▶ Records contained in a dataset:
>>>>>

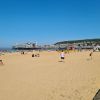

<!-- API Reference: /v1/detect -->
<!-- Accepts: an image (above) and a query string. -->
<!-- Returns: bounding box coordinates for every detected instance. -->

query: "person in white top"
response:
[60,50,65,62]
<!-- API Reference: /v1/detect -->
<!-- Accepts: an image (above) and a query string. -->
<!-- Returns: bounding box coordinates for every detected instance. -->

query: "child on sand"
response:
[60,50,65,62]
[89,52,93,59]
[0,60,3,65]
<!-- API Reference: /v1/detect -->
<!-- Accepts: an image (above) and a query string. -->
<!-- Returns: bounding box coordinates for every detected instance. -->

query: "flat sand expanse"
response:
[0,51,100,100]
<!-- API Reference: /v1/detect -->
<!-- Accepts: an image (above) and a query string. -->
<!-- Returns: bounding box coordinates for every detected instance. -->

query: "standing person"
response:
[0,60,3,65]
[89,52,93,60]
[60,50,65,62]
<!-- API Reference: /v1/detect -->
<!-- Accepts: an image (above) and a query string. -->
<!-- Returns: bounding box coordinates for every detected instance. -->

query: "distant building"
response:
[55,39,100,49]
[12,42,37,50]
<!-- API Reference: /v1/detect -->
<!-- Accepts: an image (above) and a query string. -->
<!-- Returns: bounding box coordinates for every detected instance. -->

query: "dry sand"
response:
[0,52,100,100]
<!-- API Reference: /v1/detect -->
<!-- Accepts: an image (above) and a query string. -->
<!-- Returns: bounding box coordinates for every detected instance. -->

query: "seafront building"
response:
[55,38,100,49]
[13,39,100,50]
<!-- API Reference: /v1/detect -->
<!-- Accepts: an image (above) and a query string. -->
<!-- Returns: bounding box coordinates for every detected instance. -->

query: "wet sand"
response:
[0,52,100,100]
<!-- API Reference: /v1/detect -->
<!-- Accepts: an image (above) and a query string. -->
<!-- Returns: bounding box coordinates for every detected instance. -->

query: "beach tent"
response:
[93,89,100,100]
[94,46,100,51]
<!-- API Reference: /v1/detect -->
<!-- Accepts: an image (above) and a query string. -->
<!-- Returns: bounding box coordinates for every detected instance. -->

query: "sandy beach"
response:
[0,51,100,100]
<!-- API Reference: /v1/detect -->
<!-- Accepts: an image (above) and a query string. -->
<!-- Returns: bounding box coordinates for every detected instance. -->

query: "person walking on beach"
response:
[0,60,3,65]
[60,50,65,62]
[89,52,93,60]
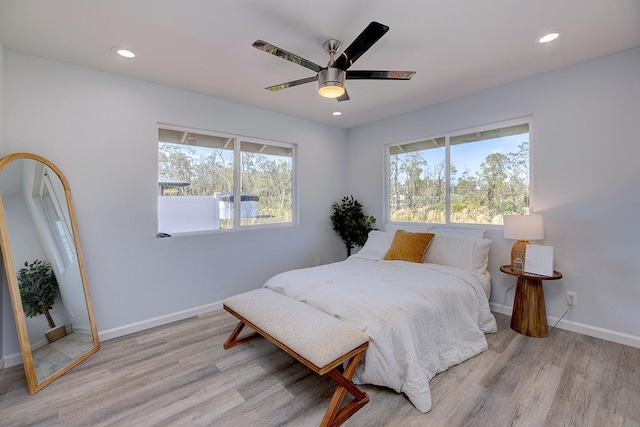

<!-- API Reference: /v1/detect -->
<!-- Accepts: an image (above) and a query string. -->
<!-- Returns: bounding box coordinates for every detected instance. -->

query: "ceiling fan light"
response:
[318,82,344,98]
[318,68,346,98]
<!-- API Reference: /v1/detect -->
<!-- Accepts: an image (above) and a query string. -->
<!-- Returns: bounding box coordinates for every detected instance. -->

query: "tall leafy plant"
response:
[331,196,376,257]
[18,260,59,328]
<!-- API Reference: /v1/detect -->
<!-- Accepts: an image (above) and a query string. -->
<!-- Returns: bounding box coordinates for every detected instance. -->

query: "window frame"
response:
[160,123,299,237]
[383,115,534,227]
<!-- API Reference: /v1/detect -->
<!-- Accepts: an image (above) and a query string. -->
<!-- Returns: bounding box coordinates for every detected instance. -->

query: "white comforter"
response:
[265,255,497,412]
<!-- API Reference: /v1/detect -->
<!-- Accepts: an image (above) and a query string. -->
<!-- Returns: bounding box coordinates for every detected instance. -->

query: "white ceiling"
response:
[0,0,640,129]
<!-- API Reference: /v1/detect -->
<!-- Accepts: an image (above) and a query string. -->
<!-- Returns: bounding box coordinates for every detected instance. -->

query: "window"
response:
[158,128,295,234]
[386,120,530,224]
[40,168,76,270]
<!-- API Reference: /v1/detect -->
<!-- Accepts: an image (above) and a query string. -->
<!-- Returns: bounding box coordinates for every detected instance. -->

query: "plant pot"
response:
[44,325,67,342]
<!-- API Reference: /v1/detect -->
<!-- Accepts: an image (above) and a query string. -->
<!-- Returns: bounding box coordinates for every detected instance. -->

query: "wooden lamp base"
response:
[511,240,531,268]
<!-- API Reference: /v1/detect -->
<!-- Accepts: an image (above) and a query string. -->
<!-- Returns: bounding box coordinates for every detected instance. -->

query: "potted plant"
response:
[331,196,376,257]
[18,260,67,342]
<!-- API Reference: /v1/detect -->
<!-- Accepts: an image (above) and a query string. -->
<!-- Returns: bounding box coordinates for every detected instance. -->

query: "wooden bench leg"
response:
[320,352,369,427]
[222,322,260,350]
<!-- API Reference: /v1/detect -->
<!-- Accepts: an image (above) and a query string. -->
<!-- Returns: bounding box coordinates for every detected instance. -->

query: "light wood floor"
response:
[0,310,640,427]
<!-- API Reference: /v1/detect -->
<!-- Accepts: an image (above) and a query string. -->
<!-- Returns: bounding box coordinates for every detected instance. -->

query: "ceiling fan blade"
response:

<<<<<

▶ EXERCISE DETAILS:
Print every line of the records above word for word, but leave out the pictures.

▶ TASK RESPONSE:
<!-- API Reference: /v1/detect -->
<!-- Accepts: an image (above) and a query string. -->
<!-- Returns: bounding box coordinates for every detected instance. -->

query: "person in white top"
response:
[60,50,65,62]
<!-- API Reference: /v1/detect -->
<!-- Accepts: an image (above) and a query string. -->
<!-- Returns: bounding box coordinates for every detected instance. -->

query: "child on sand"
response:
[60,50,65,62]
[89,52,93,59]
[0,60,3,65]
<!-- API Reference: /v1/detect -->
<!-- Accepts: an image (above) and a query string. -->
<!-- Returns: bounding box coordinates for every detected instance. -->

query: "flat sand expanse"
response:
[0,51,100,100]
<!-- API Reference: /v1/detect -->
<!-- Accepts: an image (above) and a query string. -->
<!-- Returns: bounding box coordinates for every detected instance. -->

query: "standing person"
response:
[0,60,3,65]
[89,52,93,60]
[60,50,65,62]
<!-- API Reference: /v1/detect -->
<!-- Accepts: an image (above) and a query string. -->
<!-- Returns: bounding box coordinates for every detected instance. -->

query: "distant building"
response:
[55,39,100,49]
[12,42,37,50]
<!-- API Reference: /v1/detect -->
<!-- Accepts: an image (above) and a query string. -->
<!-- Returns: bounding box coordinates for every detected instance. -->

query: "dry sand"
response:
[0,52,100,100]
<!-- API Reference: /v1/detect -->
<!-- Accepts: an image (above) and a query string. -->
<!-- Returns: bounding box coordinates for every detected instance. -->

query: "seafront building"
response:
[55,38,100,49]
[13,39,100,50]
<!-- API Reference: /v1/detect -->
<!-- Accepts: an image (above) and a query string. -->
<!-- Returns: bounding box coordinates for every detected instance. -->

query: "wet sand"
response:
[0,52,100,100]
<!-- API Reference: /v1/detect -->
<!-- Accepts: an image (above) and a query string. -->
<!-- Returns: bounding box coordinates for every detected instance. -->

query: "beach tent"
response:
[93,89,100,100]
[94,46,100,51]
<!-- API Reference: /v1/detect -->
<!-- Accepts: an image (above) and a query string. -->
<!-- Returns: bounding box coordinates for every detected instance. -->

query: "sandy beach"
response:
[0,51,100,100]
<!-- API Reference: /v1/detect -->
<!-- Accepts: an image (above) and a query string. -->
<!-- Returns: bounding box coordinates for every detected instance. -->

query: "person walking on beach"
response:
[0,60,3,65]
[60,50,65,62]
[89,52,93,60]

<!-- API Reference: /v1/detect -->
<!-- Accepts: an image (above) and a query string. -->
<!-- Returns: bounding box coordinates for every detected instance. -->

query: "ceiling fan light"
response:
[318,82,344,98]
[318,68,346,98]
<!-- API Reference: /v1/detect -->
<!-- Accepts: an image (above) and a query string. -->
<!-- Returns: bounding box coordinates for every detected instance. -->

query: "tall leafy plant"
response:
[331,196,376,257]
[18,260,59,328]
<!-- API Reference: /v1/detect -->
<!-- Accepts: an image (above) and a query string. -->
<!-- Returns: bounding box coordinates for every detected instance. -->

query: "window frame"
response:
[160,123,299,237]
[383,115,534,227]
<!-- API Reference: /v1/detect -->
<!-- Accepts: an image (above) and a query string. -->
<!-- Returns: bounding box coordinates for every detected instance. -->

query: "white comforter"
response:
[265,255,497,412]
<!-- API Reference: /v1/detect -->
<!-- Accepts: an image (above) and a query string. -->
<!-- Returns: bounding box coordinates for every detected instance. -->

query: "white ceiling"
response:
[0,0,640,129]
<!-- API Reference: /v1/detect -->
<!-- Accepts: an image (above) and a query string. -->
<!-- Returns: bounding box coordinates for every detected instance. -->

query: "window"
response:
[158,128,295,234]
[386,120,530,224]
[40,168,76,270]
<!-- API Reference: /v1/detect -->
<!-- Accepts: an image (above) and a query string. -->
<!-- Returns: bounding box coordinates for every detected instance. -->

query: "plant pot"
response:
[44,325,67,342]
<!-- API Reference: /v1/detect -->
<!-- Accepts: an image (above) and a query string. -->
<!-- Returns: bounding box coordinates for every detected instance. -->

query: "wooden lamp base"
response:
[511,240,531,268]
<!-- API Reference: /v1/detect -->
<!-- Accepts: an image (above) and a query string. -->
<!-- Returns: bounding box coordinates for every detected instance. -->

query: "potted plant"
response:
[331,196,376,257]
[18,260,67,342]
<!-- API Reference: /v1/detect -->
<!-- Accepts: an image (above) and a query string. -->
<!-- Returns: bounding box coordinates for every detected instance. -->

query: "wooden bench leg"
response:
[320,352,369,427]
[222,322,260,350]
<!-- API Reference: /v1/detect -->
<!-- Accepts: an image (above) and a query string. -->
<!-- Returns: bounding box coordinates for every detected instance. -->

query: "light wood floor"
response:
[0,310,640,427]
<!-- API Reference: /v1/detect -->
<!-- Accepts: an image (above) and a query string. -->
<!-- Returns: bounding box coordinates for every detected instance. -->

query: "ceiling fan blade"
response:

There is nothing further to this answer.